*** Opening Text excerpt ***
As the cost of batteries, fuel cells, and renewable energy more broadly come down, it’s becoming clear that energy storage will be a big business in the future. It can smooth out the variability inherent with wind and solar, provide valuable services to the grid, and move cheap renewable energy created during the day to hours when it’s most needed.
It’s becoming more clear that energy storage will be valuable, like wind and solar energy a decade ago. What’s not yet clear, though, is the answer as to how energy storage will generate value for investors. Creating a business model that can exploit the advantages of energy storage to make money will be key. And the industry may be perilous for those on the bleeding edge.
Where energy storage has value
Generally, we know where energy storage has value. Rocky Mountain Institute has defined 13 value drivers from energy storage, including self consumption of solar, backup power, and energy arbitrage (lowering electricity consumption during high cost times and moving it to low cost times). These are the items Tesla (NASDAQ:TSLA), Sunrun (NASDAQ:RUN), and SunPower(NASDAQ:SPWR) have used to justify a lot of the limited amount of energy storage that’s been installed today, but those businesses are essentially in pilot mode.
*** Closing Text excerpt ***
**Exercises to complete:**
• 1. What does the energy storage text say, summed up in two sentences?
• 2. Could you extend the energy storage text, picking up right after its final sentence?
*** Opening Supplied data ***
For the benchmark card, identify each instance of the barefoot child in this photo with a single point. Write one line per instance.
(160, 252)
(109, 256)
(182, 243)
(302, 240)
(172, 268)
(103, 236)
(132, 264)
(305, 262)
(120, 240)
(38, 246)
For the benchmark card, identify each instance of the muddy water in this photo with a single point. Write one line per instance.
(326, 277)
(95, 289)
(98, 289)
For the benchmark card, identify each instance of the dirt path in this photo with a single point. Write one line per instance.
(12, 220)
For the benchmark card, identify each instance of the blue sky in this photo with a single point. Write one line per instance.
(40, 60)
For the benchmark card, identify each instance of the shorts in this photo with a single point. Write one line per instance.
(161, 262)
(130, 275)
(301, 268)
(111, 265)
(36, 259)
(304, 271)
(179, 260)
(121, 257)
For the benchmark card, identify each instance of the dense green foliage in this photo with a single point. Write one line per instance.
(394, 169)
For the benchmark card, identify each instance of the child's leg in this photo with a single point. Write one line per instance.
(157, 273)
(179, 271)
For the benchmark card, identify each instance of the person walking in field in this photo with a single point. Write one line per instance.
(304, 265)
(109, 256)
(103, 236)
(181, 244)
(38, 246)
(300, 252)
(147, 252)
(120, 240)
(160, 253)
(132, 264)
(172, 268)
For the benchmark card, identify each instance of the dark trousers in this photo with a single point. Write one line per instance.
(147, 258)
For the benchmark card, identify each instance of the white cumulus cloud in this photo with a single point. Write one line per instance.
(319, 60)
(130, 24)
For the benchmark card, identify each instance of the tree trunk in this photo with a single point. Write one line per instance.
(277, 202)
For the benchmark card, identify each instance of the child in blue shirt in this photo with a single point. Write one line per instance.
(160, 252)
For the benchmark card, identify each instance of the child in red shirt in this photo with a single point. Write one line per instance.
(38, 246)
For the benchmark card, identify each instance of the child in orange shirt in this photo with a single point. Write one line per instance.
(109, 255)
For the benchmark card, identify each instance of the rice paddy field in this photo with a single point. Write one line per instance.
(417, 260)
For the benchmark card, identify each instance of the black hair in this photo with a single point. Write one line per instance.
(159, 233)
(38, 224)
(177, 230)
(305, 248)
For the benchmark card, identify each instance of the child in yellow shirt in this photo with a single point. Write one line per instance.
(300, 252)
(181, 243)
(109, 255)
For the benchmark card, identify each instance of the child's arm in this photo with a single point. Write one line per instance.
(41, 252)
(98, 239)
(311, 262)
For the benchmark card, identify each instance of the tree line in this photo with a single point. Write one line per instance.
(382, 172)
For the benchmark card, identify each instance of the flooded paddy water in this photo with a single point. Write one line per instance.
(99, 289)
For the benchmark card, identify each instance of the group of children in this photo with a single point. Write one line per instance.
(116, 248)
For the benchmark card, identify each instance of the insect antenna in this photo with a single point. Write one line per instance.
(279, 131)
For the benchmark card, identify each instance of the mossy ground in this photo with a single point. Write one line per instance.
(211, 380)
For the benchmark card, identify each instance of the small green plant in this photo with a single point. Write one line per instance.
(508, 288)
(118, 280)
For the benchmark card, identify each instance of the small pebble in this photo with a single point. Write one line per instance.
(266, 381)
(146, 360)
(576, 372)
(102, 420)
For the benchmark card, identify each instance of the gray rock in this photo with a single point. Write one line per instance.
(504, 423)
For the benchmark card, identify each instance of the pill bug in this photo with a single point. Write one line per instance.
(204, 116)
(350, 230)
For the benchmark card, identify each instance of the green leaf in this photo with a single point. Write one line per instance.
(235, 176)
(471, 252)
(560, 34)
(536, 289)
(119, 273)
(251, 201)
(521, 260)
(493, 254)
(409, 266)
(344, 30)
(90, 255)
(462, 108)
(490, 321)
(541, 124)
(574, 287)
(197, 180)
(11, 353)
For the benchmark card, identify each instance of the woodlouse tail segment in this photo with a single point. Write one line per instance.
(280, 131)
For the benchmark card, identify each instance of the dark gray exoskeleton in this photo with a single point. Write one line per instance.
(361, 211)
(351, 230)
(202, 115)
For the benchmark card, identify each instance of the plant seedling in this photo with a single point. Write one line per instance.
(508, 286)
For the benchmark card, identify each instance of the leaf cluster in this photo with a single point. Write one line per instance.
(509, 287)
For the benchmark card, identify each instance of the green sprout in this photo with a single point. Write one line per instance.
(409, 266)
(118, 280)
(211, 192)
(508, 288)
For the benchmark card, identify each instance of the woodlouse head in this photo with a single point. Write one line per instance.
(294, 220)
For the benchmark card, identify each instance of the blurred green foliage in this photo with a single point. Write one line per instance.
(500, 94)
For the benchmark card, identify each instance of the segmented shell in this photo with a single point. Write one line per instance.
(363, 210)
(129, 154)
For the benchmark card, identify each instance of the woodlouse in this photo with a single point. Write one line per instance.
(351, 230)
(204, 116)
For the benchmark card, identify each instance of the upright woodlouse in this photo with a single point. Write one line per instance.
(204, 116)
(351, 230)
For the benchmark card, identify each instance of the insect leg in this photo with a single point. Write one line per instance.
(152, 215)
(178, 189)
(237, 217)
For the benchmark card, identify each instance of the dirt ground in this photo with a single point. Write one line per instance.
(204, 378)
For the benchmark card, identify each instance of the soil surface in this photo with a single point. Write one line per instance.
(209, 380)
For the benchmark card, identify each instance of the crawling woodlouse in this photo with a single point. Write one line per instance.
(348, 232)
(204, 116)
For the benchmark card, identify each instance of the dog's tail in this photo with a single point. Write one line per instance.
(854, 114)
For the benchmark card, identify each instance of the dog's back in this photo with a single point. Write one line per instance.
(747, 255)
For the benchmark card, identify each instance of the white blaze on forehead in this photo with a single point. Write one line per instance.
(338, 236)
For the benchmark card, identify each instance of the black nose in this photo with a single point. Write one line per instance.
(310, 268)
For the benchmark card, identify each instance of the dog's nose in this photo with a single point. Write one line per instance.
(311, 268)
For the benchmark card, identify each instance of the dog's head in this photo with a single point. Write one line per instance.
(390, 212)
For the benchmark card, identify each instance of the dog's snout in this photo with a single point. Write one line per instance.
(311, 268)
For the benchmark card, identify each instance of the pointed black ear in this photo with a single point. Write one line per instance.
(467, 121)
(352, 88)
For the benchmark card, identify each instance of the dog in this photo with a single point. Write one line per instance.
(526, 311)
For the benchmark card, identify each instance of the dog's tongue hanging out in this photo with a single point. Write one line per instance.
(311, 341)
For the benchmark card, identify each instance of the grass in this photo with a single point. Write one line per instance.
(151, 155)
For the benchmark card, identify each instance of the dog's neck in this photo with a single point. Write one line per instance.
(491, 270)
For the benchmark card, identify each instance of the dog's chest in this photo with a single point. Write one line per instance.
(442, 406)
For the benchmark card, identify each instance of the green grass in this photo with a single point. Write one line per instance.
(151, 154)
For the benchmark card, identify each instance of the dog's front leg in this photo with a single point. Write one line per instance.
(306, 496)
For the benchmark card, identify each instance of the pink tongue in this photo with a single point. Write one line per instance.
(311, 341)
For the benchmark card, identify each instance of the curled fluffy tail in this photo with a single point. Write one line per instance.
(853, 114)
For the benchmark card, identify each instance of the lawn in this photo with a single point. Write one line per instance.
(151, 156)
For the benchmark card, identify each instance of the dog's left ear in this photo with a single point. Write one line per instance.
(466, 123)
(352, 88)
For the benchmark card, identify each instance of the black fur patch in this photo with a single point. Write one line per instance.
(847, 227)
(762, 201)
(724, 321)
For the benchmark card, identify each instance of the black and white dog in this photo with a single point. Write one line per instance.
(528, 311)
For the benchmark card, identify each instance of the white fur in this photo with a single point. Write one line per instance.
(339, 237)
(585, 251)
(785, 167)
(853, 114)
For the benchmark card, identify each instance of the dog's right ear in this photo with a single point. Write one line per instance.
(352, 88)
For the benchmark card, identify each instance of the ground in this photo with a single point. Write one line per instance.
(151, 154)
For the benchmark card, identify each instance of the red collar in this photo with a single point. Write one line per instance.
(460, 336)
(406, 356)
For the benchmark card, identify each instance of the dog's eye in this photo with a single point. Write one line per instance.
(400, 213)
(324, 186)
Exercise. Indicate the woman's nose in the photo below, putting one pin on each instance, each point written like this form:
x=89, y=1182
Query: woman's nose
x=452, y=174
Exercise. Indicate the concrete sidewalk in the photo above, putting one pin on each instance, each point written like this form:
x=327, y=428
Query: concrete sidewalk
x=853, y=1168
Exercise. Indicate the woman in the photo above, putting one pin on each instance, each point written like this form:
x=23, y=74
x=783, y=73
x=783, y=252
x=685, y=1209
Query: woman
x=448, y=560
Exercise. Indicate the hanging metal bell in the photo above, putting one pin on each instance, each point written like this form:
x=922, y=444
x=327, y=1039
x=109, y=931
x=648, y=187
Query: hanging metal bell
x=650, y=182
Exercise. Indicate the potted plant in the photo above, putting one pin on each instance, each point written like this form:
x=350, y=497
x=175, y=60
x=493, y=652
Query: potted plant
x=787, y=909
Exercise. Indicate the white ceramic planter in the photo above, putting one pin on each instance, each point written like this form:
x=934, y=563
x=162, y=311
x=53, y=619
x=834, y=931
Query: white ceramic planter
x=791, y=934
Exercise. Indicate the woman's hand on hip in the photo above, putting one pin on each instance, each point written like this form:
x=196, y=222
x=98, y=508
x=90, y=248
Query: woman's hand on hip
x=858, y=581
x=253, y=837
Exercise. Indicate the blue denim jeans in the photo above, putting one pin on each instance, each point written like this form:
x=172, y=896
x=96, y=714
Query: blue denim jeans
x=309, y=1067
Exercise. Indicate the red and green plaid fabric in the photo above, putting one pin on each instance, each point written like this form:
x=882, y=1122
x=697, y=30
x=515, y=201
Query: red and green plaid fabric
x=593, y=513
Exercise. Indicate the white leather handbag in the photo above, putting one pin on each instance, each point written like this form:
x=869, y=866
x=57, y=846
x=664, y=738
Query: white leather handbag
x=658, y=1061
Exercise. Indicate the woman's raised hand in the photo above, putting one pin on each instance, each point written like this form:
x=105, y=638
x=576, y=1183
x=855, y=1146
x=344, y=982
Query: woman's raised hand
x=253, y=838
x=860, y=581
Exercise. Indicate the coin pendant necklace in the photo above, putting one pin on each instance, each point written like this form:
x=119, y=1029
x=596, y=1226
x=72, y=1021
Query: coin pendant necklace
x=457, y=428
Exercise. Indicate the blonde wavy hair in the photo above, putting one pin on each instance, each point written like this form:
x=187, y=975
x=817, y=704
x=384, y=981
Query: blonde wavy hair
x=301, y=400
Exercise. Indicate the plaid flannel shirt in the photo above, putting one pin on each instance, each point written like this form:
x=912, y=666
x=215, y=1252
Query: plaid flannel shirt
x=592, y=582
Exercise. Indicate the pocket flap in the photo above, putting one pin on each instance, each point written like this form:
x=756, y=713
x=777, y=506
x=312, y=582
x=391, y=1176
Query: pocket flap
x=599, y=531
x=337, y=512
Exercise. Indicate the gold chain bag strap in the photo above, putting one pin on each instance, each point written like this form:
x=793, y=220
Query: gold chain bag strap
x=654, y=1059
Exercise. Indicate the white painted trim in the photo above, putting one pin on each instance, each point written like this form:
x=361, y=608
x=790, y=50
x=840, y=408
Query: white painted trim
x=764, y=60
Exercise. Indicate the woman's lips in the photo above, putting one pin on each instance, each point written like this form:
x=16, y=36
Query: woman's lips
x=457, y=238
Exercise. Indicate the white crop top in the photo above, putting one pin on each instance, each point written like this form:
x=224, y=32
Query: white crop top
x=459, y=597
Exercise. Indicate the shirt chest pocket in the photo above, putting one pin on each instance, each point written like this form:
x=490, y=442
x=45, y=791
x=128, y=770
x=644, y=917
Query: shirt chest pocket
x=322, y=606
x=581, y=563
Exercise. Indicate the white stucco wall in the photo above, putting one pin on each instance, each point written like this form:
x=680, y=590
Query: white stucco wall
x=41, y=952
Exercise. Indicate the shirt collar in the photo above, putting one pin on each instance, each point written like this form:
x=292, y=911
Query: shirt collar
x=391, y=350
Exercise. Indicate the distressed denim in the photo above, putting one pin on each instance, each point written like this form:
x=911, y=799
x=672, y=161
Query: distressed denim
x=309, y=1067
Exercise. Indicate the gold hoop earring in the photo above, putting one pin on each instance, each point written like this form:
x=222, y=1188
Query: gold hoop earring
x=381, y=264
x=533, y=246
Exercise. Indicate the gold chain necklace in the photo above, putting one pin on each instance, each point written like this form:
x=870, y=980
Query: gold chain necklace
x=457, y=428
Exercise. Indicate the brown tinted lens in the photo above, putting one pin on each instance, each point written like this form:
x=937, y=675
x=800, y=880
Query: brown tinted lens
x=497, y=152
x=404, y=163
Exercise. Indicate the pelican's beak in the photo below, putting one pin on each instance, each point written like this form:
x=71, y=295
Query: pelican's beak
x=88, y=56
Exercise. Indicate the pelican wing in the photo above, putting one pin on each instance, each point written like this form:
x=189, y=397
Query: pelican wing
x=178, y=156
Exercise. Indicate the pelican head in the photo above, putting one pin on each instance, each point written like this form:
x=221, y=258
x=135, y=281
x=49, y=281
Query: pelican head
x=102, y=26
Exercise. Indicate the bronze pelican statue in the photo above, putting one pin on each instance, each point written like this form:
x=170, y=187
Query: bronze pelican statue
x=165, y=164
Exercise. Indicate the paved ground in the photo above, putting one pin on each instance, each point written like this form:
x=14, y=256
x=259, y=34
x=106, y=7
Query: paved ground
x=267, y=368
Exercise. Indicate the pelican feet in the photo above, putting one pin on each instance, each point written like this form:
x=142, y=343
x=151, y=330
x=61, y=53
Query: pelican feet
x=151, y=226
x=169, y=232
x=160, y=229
*** Closing Supplied data ***
**Response list:**
• 1. Falling costs for batteries, fuel cells, and renewable energy suggest energy storage will be a big business, since it can smooth wind and solar variability, provide services to the grid, and move cheap daytime renewable energy to the hours when it's most needed. How storage will generate value for investors is not yet clear, and although Rocky Mountain Institute has defined 13 value drivers, the businesses of Tesla, Sunrun, and SunPower that rely on them are essentially in pilot mode.

• 2.
If the chart above is correct, the bigger sources of value may come from the utility side of the ledger. Transmission congestion relief and distribution investment deferral are two of the most valuable uses of energy storage, but they’re driven by utility needs and go through regulators. For developers, you can’t just build a battery and bid it into the open market without regulators driving the utility to buy services from you.